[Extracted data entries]
+ + + + +
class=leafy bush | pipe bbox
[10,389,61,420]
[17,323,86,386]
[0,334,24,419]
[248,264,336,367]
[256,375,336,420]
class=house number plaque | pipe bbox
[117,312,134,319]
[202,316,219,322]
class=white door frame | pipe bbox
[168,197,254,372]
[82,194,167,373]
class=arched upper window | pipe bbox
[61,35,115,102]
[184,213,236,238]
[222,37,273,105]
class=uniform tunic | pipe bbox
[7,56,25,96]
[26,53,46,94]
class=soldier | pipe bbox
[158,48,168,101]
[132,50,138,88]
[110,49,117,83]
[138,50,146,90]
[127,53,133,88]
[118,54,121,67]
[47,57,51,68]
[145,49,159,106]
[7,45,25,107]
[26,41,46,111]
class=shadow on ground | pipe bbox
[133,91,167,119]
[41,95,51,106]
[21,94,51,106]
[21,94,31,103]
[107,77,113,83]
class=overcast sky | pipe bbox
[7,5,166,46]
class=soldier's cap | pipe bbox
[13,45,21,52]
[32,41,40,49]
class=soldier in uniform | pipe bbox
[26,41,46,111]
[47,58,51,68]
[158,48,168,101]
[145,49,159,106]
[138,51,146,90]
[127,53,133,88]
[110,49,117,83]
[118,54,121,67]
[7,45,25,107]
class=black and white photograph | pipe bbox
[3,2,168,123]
+ + + + +
**WHAT YOU HAVE TO DO**
Can you write out all of the entries again, including every class line, but offset each bounding box coordinate by adding 3 to it?

**FINAL ANSWER**
class=leafy bush | pipe bbox
[13,392,64,423]
[20,326,89,389]
[3,337,27,422]
[251,267,339,370]
[259,378,339,423]
class=house number plaque | pipe bbox
[120,315,137,322]
[205,319,222,325]
class=white door frame | pipe bbox
[171,200,257,375]
[85,197,170,376]
class=arched upper window | pipe bbox
[64,38,118,105]
[187,216,239,241]
[225,40,276,108]
class=uniform tunic | pipe bbox
[10,59,28,99]
[29,56,49,97]
class=soldier | pipe bbox
[161,51,171,104]
[135,53,141,91]
[113,52,120,86]
[141,53,149,93]
[130,56,136,91]
[121,57,124,70]
[50,60,54,71]
[148,52,162,109]
[10,48,28,110]
[29,44,49,114]
class=shadow on ground | pipe bbox
[136,94,170,122]
[44,98,54,109]
[24,97,54,109]
[24,97,34,106]
[110,80,116,86]
class=overcast sky | pipe bbox
[10,8,169,49]
class=soldier's cap | pipe bbox
[16,48,24,55]
[35,44,43,52]
class=soldier in uniform | pipe bbox
[29,44,49,114]
[50,61,54,71]
[161,51,171,104]
[148,52,162,109]
[141,54,149,93]
[130,56,136,91]
[113,52,120,86]
[121,57,124,70]
[10,48,28,110]
class=black and white photograph | pipe bbox
[6,5,171,126]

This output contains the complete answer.